(Stored records)
%%

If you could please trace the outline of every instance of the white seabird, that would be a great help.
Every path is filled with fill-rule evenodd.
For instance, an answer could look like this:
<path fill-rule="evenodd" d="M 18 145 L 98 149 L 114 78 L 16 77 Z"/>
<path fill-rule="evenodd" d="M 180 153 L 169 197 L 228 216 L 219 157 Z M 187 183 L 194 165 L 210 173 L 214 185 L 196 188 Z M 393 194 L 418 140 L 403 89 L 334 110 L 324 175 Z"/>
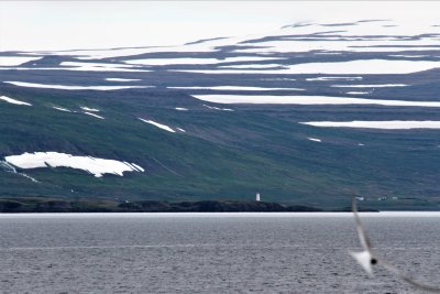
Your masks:
<path fill-rule="evenodd" d="M 353 197 L 353 202 L 352 202 L 352 207 L 353 207 L 354 219 L 356 221 L 358 236 L 361 241 L 363 251 L 360 251 L 360 252 L 349 251 L 349 253 L 358 261 L 358 263 L 362 266 L 362 269 L 365 270 L 365 272 L 369 275 L 371 275 L 371 276 L 373 275 L 373 265 L 374 264 L 382 264 L 382 266 L 384 266 L 388 272 L 392 272 L 393 274 L 397 275 L 405 282 L 411 284 L 416 288 L 419 288 L 419 290 L 422 290 L 426 292 L 431 292 L 431 293 L 440 293 L 440 287 L 421 284 L 421 283 L 413 280 L 411 277 L 403 274 L 394 265 L 385 262 L 382 259 L 377 259 L 377 257 L 373 253 L 370 239 L 366 236 L 364 226 L 362 225 L 361 218 L 359 217 L 356 199 L 354 197 Z"/>

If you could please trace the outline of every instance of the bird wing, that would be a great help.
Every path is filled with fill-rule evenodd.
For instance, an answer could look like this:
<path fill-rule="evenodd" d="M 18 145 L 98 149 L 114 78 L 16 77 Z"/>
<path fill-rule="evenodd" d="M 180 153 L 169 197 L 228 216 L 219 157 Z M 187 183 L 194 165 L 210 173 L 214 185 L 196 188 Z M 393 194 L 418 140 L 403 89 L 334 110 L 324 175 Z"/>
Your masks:
<path fill-rule="evenodd" d="M 364 250 L 361 252 L 353 252 L 349 251 L 350 255 L 358 261 L 358 263 L 365 270 L 365 272 L 372 276 L 373 275 L 373 268 L 372 268 L 372 254 Z"/>
<path fill-rule="evenodd" d="M 356 221 L 356 230 L 358 230 L 359 239 L 361 240 L 361 244 L 365 251 L 369 251 L 370 253 L 372 253 L 372 246 L 371 246 L 370 239 L 366 236 L 364 226 L 362 225 L 361 219 L 358 214 L 358 206 L 356 206 L 355 197 L 353 197 L 353 200 L 352 200 L 352 208 L 353 208 L 354 220 Z"/>

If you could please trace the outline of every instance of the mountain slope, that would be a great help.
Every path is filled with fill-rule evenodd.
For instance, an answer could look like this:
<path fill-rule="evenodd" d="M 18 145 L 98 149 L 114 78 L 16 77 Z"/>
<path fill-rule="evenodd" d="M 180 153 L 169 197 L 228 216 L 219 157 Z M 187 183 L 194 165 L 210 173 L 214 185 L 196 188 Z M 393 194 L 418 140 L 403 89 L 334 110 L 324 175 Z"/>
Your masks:
<path fill-rule="evenodd" d="M 336 208 L 356 194 L 371 207 L 438 209 L 440 130 L 304 124 L 439 120 L 438 28 L 381 35 L 382 25 L 28 53 L 41 58 L 0 67 L 0 96 L 22 102 L 0 100 L 0 195 L 186 200 L 260 192 L 266 200 Z M 145 171 L 95 177 L 4 163 L 25 152 Z"/>

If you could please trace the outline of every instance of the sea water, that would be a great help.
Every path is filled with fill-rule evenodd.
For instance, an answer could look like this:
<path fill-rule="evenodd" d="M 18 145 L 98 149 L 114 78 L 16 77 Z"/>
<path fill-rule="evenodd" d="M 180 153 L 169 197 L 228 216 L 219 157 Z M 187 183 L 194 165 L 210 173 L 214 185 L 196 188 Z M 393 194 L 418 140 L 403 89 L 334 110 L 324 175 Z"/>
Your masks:
<path fill-rule="evenodd" d="M 440 285 L 440 214 L 361 214 L 378 255 Z M 417 293 L 370 277 L 352 214 L 0 215 L 0 293 Z"/>

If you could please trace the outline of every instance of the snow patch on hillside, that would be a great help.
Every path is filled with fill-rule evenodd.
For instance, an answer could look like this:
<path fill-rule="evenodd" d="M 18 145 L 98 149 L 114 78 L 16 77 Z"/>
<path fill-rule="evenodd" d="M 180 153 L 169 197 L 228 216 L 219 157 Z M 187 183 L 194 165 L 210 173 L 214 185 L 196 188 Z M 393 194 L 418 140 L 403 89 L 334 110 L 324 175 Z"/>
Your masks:
<path fill-rule="evenodd" d="M 168 132 L 172 132 L 172 133 L 175 133 L 175 132 L 176 132 L 175 130 L 173 130 L 172 128 L 169 128 L 169 127 L 166 126 L 166 124 L 162 124 L 162 123 L 158 123 L 158 122 L 153 121 L 153 120 L 145 120 L 145 119 L 141 119 L 141 118 L 139 118 L 139 119 L 142 120 L 143 122 L 153 124 L 153 126 L 155 126 L 155 127 L 157 127 L 157 128 L 160 128 L 160 129 L 162 129 L 162 130 L 165 130 L 165 131 L 168 131 Z"/>
<path fill-rule="evenodd" d="M 85 110 L 85 111 L 91 111 L 91 112 L 99 112 L 100 111 L 99 109 L 89 108 L 89 107 L 86 107 L 86 106 L 81 106 L 81 109 Z"/>
<path fill-rule="evenodd" d="M 409 129 L 440 129 L 440 121 L 432 120 L 387 120 L 387 121 L 308 121 L 302 124 L 322 128 L 361 128 L 384 130 L 409 130 Z"/>
<path fill-rule="evenodd" d="M 406 84 L 383 84 L 383 85 L 331 85 L 333 88 L 388 88 L 388 87 L 406 87 Z"/>
<path fill-rule="evenodd" d="M 383 100 L 331 96 L 193 95 L 193 97 L 202 101 L 227 105 L 381 105 L 407 107 L 440 107 L 440 101 Z"/>
<path fill-rule="evenodd" d="M 294 90 L 304 91 L 300 88 L 264 88 L 264 87 L 244 87 L 244 86 L 212 86 L 212 87 L 167 87 L 168 89 L 188 89 L 188 90 L 239 90 L 239 91 L 271 91 L 271 90 Z"/>
<path fill-rule="evenodd" d="M 108 77 L 106 78 L 108 81 L 139 81 L 142 80 L 140 78 L 117 78 L 117 77 Z"/>
<path fill-rule="evenodd" d="M 3 101 L 6 101 L 8 104 L 11 104 L 11 105 L 32 106 L 31 104 L 23 102 L 23 101 L 16 100 L 16 99 L 12 99 L 12 98 L 9 98 L 7 96 L 0 96 L 0 100 L 3 100 Z"/>
<path fill-rule="evenodd" d="M 24 57 L 24 56 L 0 56 L 0 66 L 18 66 L 42 57 Z"/>
<path fill-rule="evenodd" d="M 19 87 L 44 88 L 44 89 L 61 89 L 61 90 L 122 90 L 136 88 L 154 88 L 154 86 L 64 86 L 64 85 L 47 85 L 26 81 L 4 81 Z"/>
<path fill-rule="evenodd" d="M 265 74 L 265 75 L 398 75 L 413 74 L 440 67 L 440 62 L 359 59 L 349 62 L 301 63 L 285 69 L 169 69 L 196 74 Z"/>
<path fill-rule="evenodd" d="M 76 156 L 58 152 L 34 152 L 21 155 L 6 156 L 4 160 L 15 167 L 38 168 L 38 167 L 70 167 L 82 170 L 101 177 L 103 174 L 114 174 L 123 176 L 123 172 L 139 172 L 131 165 L 116 161 L 91 156 Z"/>
<path fill-rule="evenodd" d="M 98 116 L 98 115 L 96 115 L 96 113 L 92 113 L 92 112 L 84 111 L 84 113 L 85 113 L 85 115 L 87 115 L 87 116 L 90 116 L 90 117 L 98 118 L 98 119 L 105 119 L 103 117 L 101 117 L 101 116 Z"/>
<path fill-rule="evenodd" d="M 56 110 L 59 110 L 59 111 L 64 111 L 64 112 L 73 112 L 72 110 L 68 110 L 67 108 L 59 107 L 59 106 L 53 106 L 53 108 Z"/>

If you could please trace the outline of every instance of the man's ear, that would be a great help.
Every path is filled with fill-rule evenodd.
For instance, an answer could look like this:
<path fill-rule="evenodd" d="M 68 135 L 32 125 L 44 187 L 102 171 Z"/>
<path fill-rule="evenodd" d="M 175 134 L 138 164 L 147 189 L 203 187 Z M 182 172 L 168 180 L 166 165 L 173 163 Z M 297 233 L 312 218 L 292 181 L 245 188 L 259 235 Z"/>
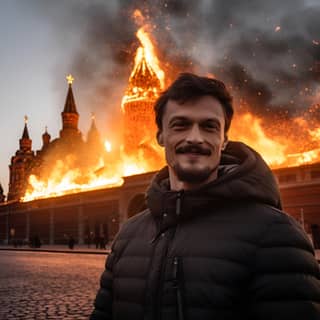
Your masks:
<path fill-rule="evenodd" d="M 162 131 L 157 132 L 157 141 L 161 147 L 163 147 L 163 136 Z"/>
<path fill-rule="evenodd" d="M 227 136 L 224 137 L 224 142 L 223 142 L 223 145 L 222 145 L 222 150 L 224 150 L 227 145 L 228 145 L 228 142 L 229 142 L 229 139 Z"/>

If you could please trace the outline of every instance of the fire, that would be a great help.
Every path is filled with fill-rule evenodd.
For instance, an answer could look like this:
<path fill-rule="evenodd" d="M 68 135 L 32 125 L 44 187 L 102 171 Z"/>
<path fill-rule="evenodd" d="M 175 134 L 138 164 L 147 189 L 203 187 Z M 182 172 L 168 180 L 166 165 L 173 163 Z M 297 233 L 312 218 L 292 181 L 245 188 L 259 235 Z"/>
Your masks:
<path fill-rule="evenodd" d="M 134 18 L 140 24 L 144 21 L 139 10 L 135 10 Z M 160 67 L 149 29 L 150 26 L 144 24 L 136 33 L 141 45 L 137 49 L 134 59 L 134 67 L 129 78 L 129 88 L 122 99 L 123 112 L 125 112 L 124 106 L 127 102 L 158 97 L 165 86 L 165 75 Z M 138 78 L 137 75 L 139 75 Z M 142 79 L 143 81 L 141 81 Z"/>
<path fill-rule="evenodd" d="M 107 152 L 111 152 L 111 150 L 112 150 L 112 145 L 111 145 L 111 142 L 110 142 L 110 141 L 106 140 L 106 141 L 104 142 L 104 146 L 105 146 Z"/>
<path fill-rule="evenodd" d="M 144 22 L 139 11 L 135 12 L 135 19 L 139 24 Z M 95 165 L 84 168 L 72 155 L 63 161 L 56 160 L 46 178 L 30 175 L 29 188 L 22 201 L 120 186 L 123 177 L 150 172 L 164 165 L 162 149 L 155 141 L 152 106 L 164 88 L 165 77 L 148 29 L 145 24 L 136 33 L 141 45 L 137 49 L 129 86 L 121 103 L 127 130 L 125 145 L 113 146 L 105 140 L 103 150 L 96 150 L 102 156 Z M 68 76 L 67 80 L 70 84 L 72 76 Z M 139 122 L 141 114 L 143 119 Z"/>
<path fill-rule="evenodd" d="M 165 74 L 150 26 L 140 11 L 135 11 L 134 18 L 140 25 L 136 33 L 140 46 L 121 102 L 125 127 L 123 144 L 105 140 L 99 150 L 101 156 L 90 166 L 80 166 L 72 155 L 63 161 L 56 160 L 45 178 L 34 174 L 29 177 L 29 188 L 22 201 L 120 186 L 123 177 L 154 171 L 165 164 L 163 150 L 155 140 L 152 109 L 165 88 Z M 275 31 L 280 31 L 280 26 Z M 316 109 L 310 108 L 303 116 L 276 122 L 242 111 L 235 115 L 229 138 L 252 146 L 273 168 L 316 162 L 320 159 L 320 126 L 310 120 Z"/>

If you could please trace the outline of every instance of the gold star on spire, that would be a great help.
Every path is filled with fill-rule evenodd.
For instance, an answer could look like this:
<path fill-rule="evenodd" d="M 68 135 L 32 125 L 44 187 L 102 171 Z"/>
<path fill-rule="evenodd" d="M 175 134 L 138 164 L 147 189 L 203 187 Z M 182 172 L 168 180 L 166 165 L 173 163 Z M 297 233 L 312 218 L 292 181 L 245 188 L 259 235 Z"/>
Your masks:
<path fill-rule="evenodd" d="M 71 74 L 68 74 L 68 75 L 66 76 L 66 79 L 67 79 L 67 81 L 68 81 L 69 84 L 72 84 L 72 82 L 73 82 L 73 80 L 74 80 L 74 77 L 73 77 Z"/>

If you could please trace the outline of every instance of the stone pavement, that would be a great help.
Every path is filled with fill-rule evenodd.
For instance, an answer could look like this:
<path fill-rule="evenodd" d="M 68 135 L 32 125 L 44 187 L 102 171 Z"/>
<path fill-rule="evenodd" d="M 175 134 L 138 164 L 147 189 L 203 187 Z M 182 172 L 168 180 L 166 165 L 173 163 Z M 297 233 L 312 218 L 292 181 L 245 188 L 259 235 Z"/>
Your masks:
<path fill-rule="evenodd" d="M 15 248 L 8 245 L 0 245 L 0 250 L 24 250 L 24 251 L 38 251 L 38 252 L 61 252 L 61 253 L 87 253 L 87 254 L 103 254 L 110 253 L 110 245 L 106 246 L 106 249 L 96 249 L 93 245 L 88 248 L 87 245 L 75 245 L 74 249 L 69 249 L 67 245 L 43 245 L 41 248 L 30 248 L 28 246 L 22 246 Z M 316 258 L 320 262 L 320 249 L 315 250 Z"/>
<path fill-rule="evenodd" d="M 69 249 L 67 245 L 42 245 L 40 248 L 31 248 L 29 246 L 0 245 L 0 250 L 9 251 L 33 251 L 33 252 L 60 252 L 60 253 L 85 253 L 85 254 L 103 254 L 110 252 L 110 245 L 106 245 L 106 249 L 96 249 L 94 245 L 75 245 L 73 249 Z"/>
<path fill-rule="evenodd" d="M 0 250 L 0 320 L 88 319 L 106 256 Z"/>

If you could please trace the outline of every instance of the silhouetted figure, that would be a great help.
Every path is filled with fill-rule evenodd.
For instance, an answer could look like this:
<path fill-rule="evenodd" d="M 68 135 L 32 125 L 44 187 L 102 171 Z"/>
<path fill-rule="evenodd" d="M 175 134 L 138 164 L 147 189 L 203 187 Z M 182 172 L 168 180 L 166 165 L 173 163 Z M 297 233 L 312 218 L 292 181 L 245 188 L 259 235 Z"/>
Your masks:
<path fill-rule="evenodd" d="M 69 241 L 68 241 L 69 249 L 73 249 L 74 248 L 74 244 L 75 244 L 75 240 L 74 240 L 73 236 L 70 236 L 69 237 Z"/>
<path fill-rule="evenodd" d="M 100 237 L 100 249 L 105 249 L 106 248 L 106 240 L 104 236 Z"/>
<path fill-rule="evenodd" d="M 40 248 L 41 247 L 41 240 L 37 234 L 35 236 L 31 237 L 30 246 L 31 246 L 31 248 Z"/>
<path fill-rule="evenodd" d="M 98 236 L 98 235 L 94 236 L 94 243 L 96 245 L 96 249 L 98 249 L 99 245 L 100 245 L 100 236 Z"/>

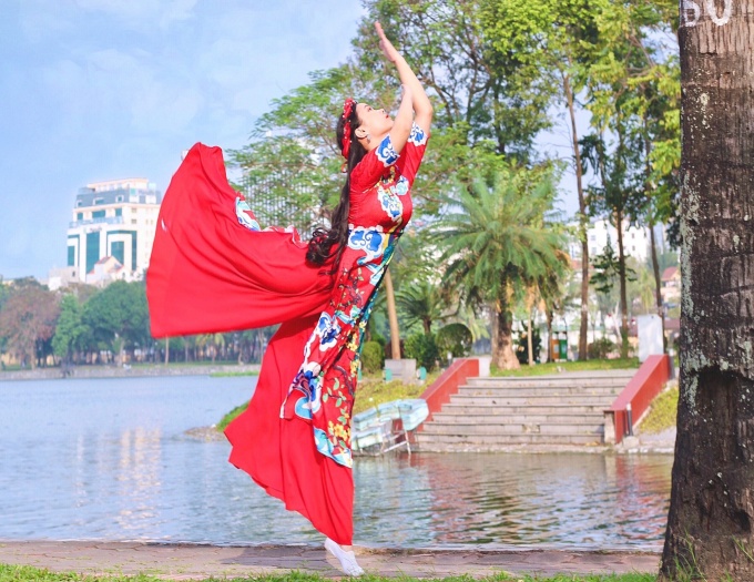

%%

> Problem description
Repeat the lines of the listing above from the one containing "ear, that would be a great help." through the one containing "227 136 L 224", inclusive, leaving out the pictures.

> Solution below
If you could please trace the outline of every instance of the man's ear, that would be a great help.
Every path is filled with fill-rule evenodd.
For instance, an answer could look like this:
<path fill-rule="evenodd" d="M 68 135 L 32 125 L 44 187 L 102 171 Z"/>
<path fill-rule="evenodd" d="M 175 134 L 138 164 L 147 189 L 203 187 Z M 182 172 L 168 180 L 166 165 L 173 163 Z M 297 233 L 312 218 L 292 181 L 245 188 L 259 235 Z"/>
Your masks:
<path fill-rule="evenodd" d="M 162 131 L 157 132 L 157 141 L 161 147 L 163 147 L 163 136 Z"/>
<path fill-rule="evenodd" d="M 227 136 L 224 137 L 224 142 L 223 142 L 223 145 L 222 145 L 222 150 L 224 150 L 227 145 L 228 145 L 228 142 L 229 142 L 229 139 Z"/>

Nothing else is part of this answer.